Natural-language object grounding data
■ ■ ■ ■ ■

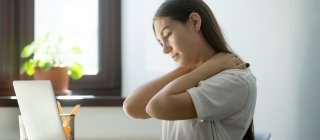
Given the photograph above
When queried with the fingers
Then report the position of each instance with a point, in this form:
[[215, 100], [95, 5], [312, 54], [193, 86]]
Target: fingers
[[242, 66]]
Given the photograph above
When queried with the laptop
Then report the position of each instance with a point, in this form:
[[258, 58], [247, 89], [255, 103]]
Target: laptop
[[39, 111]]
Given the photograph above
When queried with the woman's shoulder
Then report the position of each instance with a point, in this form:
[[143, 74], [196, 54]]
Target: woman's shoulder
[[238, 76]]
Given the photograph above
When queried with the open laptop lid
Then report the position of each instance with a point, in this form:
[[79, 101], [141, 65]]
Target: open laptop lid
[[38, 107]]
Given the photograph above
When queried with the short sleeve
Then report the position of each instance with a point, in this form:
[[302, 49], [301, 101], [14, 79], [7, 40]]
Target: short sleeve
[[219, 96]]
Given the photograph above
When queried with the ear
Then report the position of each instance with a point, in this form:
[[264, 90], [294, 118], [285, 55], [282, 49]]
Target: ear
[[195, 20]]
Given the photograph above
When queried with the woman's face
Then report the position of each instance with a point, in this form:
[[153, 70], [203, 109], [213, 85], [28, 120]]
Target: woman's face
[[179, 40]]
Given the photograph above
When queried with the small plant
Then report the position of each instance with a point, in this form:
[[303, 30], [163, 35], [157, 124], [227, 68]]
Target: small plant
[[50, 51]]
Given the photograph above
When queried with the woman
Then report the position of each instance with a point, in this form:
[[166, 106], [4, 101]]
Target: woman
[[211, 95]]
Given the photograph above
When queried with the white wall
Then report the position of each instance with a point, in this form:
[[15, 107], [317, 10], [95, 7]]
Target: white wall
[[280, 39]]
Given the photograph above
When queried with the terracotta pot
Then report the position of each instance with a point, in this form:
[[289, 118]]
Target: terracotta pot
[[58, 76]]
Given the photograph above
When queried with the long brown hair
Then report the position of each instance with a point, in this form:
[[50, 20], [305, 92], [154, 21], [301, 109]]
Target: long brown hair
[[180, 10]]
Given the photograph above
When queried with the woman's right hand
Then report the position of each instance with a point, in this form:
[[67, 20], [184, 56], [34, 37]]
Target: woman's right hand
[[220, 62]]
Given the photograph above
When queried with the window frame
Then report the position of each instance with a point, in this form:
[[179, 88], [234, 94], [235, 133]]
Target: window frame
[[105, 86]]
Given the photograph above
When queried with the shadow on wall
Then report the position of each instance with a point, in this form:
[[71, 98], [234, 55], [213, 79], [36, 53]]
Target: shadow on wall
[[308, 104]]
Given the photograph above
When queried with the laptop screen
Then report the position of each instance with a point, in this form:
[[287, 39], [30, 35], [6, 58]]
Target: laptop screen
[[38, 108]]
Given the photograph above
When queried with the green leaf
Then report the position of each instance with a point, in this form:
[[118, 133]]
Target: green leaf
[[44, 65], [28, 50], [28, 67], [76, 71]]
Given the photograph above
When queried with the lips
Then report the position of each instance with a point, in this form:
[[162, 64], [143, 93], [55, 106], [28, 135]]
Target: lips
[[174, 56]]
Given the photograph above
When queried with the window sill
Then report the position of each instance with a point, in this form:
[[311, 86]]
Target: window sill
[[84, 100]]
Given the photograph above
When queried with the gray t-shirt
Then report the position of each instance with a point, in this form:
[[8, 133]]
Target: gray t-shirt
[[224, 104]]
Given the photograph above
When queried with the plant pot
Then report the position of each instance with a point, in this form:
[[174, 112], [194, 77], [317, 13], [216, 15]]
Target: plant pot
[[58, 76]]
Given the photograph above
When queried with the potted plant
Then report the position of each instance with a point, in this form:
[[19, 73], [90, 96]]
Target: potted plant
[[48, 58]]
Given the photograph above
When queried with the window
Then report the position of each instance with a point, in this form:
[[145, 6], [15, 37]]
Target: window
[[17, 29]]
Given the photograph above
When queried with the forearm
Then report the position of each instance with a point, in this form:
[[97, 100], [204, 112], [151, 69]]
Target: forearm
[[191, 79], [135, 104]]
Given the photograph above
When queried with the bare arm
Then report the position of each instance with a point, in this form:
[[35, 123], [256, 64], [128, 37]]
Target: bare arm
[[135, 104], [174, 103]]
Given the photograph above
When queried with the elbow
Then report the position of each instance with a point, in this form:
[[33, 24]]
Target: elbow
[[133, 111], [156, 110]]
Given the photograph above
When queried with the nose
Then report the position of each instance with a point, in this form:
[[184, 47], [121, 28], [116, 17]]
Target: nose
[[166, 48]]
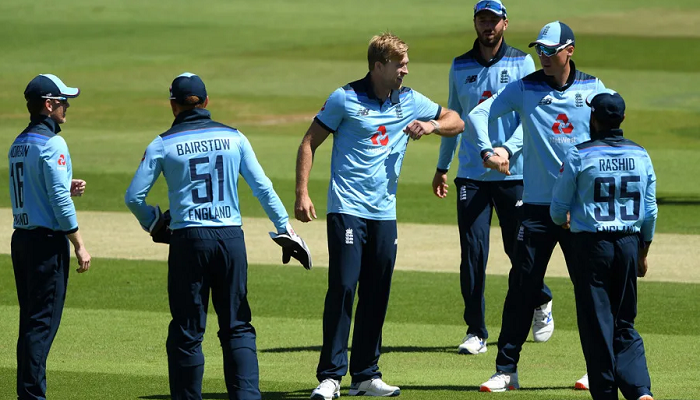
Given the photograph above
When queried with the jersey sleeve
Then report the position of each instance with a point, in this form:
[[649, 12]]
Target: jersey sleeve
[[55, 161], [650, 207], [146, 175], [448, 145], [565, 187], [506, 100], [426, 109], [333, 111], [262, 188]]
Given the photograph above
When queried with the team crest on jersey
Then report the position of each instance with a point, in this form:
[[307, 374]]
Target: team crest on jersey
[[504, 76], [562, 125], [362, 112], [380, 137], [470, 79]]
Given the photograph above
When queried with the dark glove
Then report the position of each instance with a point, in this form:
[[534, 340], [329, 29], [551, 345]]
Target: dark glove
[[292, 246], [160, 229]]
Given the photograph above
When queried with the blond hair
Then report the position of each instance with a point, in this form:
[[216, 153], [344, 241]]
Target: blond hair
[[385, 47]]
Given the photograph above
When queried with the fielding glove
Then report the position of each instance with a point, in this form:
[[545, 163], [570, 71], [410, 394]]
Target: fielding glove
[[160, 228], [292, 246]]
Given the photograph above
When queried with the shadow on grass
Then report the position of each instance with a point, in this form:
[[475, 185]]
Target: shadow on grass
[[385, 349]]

■ ■ ■ ■ ■

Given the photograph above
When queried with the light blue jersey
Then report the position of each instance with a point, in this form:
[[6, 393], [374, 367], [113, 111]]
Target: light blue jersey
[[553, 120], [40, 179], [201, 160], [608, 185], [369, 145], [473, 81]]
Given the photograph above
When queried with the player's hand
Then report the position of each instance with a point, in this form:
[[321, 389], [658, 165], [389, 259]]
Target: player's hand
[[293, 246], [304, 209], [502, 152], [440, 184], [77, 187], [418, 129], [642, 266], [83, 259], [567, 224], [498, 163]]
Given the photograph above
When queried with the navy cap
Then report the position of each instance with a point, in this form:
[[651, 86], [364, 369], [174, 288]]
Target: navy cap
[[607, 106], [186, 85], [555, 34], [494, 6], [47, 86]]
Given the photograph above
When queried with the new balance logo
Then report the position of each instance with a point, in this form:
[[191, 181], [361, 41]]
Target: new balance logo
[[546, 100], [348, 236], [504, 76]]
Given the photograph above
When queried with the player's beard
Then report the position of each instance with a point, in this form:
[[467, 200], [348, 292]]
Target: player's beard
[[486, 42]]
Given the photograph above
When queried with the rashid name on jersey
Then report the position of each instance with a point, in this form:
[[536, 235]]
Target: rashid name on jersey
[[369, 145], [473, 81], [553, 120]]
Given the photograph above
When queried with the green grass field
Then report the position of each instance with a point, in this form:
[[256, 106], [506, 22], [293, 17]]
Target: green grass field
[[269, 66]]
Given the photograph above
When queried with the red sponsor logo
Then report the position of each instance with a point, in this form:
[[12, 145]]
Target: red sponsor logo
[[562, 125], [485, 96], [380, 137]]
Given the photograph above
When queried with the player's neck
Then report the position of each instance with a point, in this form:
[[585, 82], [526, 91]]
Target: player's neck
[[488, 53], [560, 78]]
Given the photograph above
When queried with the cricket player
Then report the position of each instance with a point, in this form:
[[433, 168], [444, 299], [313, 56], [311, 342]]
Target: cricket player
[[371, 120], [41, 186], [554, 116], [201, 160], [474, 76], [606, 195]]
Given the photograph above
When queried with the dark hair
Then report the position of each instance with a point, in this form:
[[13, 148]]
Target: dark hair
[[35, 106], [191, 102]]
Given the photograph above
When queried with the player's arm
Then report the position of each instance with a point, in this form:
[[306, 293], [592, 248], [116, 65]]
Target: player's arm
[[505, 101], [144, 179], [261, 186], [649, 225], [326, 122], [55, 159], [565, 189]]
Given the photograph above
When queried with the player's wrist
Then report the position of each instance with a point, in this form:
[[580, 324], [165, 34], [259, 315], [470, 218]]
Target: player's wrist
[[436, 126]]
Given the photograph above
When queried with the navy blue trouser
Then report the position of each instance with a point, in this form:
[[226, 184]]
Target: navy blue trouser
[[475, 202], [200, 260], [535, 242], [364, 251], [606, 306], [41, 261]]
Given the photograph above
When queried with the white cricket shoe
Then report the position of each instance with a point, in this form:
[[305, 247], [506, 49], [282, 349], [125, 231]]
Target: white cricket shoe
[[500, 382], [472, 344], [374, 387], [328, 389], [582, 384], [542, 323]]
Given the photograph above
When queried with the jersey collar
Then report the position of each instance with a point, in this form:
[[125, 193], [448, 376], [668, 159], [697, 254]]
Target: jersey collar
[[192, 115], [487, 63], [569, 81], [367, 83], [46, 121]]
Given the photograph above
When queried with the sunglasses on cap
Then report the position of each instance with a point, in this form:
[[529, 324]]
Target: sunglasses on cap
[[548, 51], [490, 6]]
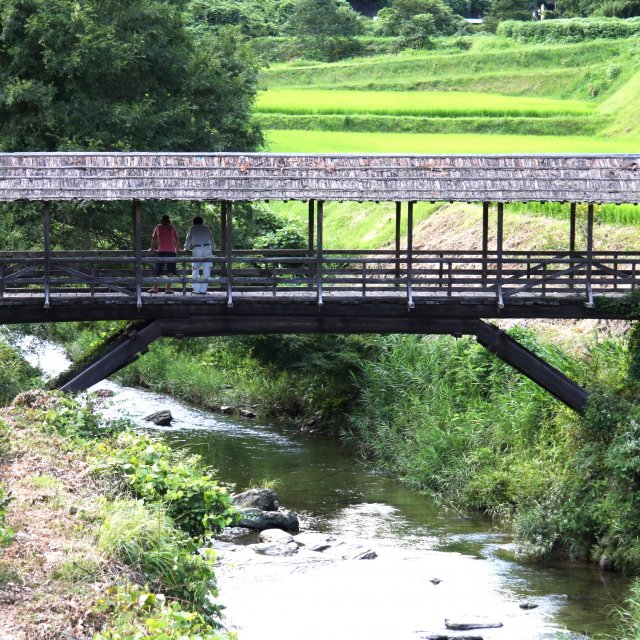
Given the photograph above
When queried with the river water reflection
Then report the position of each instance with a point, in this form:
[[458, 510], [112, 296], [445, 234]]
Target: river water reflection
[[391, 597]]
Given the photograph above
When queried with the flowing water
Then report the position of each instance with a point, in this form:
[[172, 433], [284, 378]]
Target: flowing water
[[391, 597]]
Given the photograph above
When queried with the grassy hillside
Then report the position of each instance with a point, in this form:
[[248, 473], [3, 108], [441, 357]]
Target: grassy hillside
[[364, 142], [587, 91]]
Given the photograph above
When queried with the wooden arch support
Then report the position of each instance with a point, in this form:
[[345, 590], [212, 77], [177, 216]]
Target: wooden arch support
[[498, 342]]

■ ■ ■ ■ ■

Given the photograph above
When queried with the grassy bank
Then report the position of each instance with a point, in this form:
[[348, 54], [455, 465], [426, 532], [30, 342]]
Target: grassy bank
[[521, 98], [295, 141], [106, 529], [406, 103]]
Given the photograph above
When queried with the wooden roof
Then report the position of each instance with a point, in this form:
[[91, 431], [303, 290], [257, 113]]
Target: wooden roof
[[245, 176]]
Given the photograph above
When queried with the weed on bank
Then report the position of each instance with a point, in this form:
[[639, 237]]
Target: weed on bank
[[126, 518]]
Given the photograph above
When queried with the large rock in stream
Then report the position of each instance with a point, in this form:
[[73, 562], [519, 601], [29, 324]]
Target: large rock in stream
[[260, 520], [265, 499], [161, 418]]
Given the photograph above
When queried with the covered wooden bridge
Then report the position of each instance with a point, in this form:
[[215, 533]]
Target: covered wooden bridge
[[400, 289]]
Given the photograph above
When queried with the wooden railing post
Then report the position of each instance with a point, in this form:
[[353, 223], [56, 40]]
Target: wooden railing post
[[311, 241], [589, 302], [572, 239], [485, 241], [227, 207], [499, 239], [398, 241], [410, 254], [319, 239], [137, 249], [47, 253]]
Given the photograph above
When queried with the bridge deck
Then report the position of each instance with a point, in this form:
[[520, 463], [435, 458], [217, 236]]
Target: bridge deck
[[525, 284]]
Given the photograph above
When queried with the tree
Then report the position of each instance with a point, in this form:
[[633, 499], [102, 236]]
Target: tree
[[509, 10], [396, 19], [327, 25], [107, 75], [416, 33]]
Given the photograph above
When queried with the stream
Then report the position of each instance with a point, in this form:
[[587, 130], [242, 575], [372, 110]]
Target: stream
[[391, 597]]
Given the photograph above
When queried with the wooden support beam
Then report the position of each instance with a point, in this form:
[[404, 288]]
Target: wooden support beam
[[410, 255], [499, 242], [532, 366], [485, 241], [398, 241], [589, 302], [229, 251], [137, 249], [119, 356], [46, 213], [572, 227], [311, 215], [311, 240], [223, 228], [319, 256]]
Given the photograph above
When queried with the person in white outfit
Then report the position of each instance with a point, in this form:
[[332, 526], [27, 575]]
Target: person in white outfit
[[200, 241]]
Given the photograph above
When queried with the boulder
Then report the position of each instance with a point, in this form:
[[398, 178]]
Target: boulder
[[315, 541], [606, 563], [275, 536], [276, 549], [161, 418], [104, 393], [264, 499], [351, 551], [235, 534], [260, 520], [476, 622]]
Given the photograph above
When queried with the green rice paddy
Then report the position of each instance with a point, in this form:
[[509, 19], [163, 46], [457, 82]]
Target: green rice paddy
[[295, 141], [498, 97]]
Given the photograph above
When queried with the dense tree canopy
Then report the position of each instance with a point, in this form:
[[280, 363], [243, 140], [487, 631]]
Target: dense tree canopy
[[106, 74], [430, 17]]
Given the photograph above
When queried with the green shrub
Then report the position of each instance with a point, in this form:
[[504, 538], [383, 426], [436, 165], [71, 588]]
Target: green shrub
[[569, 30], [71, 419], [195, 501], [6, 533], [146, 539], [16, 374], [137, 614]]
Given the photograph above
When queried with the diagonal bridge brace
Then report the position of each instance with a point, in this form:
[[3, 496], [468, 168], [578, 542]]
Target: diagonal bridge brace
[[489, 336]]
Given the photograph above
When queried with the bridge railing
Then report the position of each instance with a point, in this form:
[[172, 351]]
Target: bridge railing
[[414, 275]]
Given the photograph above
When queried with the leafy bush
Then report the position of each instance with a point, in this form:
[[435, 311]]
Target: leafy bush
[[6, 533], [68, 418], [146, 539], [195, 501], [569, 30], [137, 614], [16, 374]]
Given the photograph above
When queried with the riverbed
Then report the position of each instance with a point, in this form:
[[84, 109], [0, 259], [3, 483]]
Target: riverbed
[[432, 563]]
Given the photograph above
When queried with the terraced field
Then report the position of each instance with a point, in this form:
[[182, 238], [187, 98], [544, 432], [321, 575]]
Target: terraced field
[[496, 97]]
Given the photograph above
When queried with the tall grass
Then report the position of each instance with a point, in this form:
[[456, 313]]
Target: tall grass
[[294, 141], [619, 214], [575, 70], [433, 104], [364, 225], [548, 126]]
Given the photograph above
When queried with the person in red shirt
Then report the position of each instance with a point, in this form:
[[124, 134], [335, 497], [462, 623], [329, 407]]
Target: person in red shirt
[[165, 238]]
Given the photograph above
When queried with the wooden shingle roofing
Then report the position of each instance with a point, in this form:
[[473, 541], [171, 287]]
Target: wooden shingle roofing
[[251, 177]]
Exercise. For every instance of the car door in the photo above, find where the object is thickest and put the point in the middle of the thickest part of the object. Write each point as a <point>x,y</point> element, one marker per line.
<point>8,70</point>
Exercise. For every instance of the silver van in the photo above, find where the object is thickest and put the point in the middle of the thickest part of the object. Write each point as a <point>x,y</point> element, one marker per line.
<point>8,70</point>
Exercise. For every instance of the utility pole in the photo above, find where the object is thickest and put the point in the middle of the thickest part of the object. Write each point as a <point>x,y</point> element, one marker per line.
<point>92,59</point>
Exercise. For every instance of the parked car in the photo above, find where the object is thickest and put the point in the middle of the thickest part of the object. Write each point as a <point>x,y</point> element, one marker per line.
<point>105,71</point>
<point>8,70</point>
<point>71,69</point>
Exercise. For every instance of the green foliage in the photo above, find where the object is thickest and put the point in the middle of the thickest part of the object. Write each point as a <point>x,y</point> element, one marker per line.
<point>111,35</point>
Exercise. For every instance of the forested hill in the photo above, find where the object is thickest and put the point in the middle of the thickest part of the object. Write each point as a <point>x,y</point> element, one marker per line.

■ ■ ■ ■ ■

**TASK ITEM:**
Retype only this portion of the data above: the line containing "[[311, 86]]", the line containing "When queried with the elbow", and all lines between them, exactly.

**RESULT OF THE TASK:**
[[311, 86]]
Target: window sill
[[84, 100]]
Given the photograph above
When queried with the gray t-shirt
Then report the position of each instance with a point, in this form:
[[8, 133]]
Target: gray t-shirt
[[224, 104]]
Given the photograph above
When queried with the plant pot
Then report the position of each instance with a point, in this form:
[[174, 112], [194, 77], [317, 13], [216, 15]]
Target: plant pot
[[58, 76]]
Given the photograph above
When queried with the potted plant
Then report the position of each instance with a point, in this form:
[[19, 73], [90, 96]]
Target: potted plant
[[48, 58]]
Given the photograph above
When queried with the window
Then report the position of each instance with a point, in this form:
[[145, 6], [15, 37]]
Target: window
[[17, 29]]
Given the photograph above
When queried with the forearm
Then report the position of each instance with a point, in this form:
[[97, 100], [204, 112], [151, 69]]
Target: forearm
[[191, 79], [135, 104]]
Given the photograph above
When queried with the bare arm
Then report the position of each instance with a point, in this form:
[[35, 123], [256, 64], [128, 37]]
Target: bare arm
[[135, 104], [174, 103]]
Given the photograph above
When queried with the elbow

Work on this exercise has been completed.